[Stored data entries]
════════

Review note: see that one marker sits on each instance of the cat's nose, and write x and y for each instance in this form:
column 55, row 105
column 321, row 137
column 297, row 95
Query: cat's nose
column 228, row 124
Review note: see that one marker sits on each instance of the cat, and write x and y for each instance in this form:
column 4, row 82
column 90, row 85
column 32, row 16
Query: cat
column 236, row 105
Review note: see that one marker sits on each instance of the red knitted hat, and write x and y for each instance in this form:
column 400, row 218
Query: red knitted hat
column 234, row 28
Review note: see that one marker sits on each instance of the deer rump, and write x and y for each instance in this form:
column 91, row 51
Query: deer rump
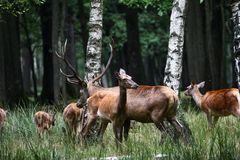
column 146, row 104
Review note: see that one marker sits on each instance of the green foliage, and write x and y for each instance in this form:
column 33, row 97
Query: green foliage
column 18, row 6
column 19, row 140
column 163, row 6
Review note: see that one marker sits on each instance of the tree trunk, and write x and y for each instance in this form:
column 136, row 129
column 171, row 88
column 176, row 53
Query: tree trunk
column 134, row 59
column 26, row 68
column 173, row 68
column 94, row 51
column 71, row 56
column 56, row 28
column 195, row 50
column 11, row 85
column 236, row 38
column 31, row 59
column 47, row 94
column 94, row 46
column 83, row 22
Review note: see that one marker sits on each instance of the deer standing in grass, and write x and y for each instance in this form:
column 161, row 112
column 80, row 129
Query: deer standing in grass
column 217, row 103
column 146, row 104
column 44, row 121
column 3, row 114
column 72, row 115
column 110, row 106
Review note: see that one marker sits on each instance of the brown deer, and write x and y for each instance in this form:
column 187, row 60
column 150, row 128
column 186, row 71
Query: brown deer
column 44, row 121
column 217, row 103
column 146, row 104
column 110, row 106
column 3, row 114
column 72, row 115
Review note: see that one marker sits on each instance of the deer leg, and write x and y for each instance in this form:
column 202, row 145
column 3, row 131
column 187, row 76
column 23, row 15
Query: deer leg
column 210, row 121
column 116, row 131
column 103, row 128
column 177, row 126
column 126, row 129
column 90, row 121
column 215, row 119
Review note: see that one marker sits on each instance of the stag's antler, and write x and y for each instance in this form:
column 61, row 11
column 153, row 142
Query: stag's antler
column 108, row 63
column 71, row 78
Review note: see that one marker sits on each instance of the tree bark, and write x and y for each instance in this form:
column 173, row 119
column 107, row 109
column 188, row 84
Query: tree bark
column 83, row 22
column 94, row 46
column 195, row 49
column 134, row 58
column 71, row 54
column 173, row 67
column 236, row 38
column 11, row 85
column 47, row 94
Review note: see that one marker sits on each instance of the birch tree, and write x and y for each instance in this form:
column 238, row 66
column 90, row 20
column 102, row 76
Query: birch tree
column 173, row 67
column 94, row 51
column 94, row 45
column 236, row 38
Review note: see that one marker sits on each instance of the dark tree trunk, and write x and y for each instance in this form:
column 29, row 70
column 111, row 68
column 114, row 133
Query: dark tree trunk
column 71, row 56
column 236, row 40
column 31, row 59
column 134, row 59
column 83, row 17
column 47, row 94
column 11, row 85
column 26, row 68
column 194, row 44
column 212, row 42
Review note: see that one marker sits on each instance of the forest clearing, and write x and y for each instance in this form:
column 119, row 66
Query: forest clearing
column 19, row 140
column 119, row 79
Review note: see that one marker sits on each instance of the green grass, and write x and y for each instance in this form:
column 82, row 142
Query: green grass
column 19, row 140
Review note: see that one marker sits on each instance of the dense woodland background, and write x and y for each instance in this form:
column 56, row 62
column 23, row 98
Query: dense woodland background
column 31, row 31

════════

◆ What to do:
Retype exactly the lines of the data above that fall between the line with "Query: tree trunk" and the line with "column 80, row 129", inclusive, and add nothing.

◆ Finished exercise:
Query: tree trunk
column 134, row 59
column 26, row 68
column 173, row 68
column 94, row 51
column 71, row 56
column 56, row 28
column 195, row 50
column 11, row 85
column 236, row 38
column 31, row 59
column 47, row 94
column 94, row 46
column 83, row 22
Review note: see that one marker sits on each instance of the deer standing in grass, and write x and y for each instance in this form:
column 161, row 112
column 80, row 129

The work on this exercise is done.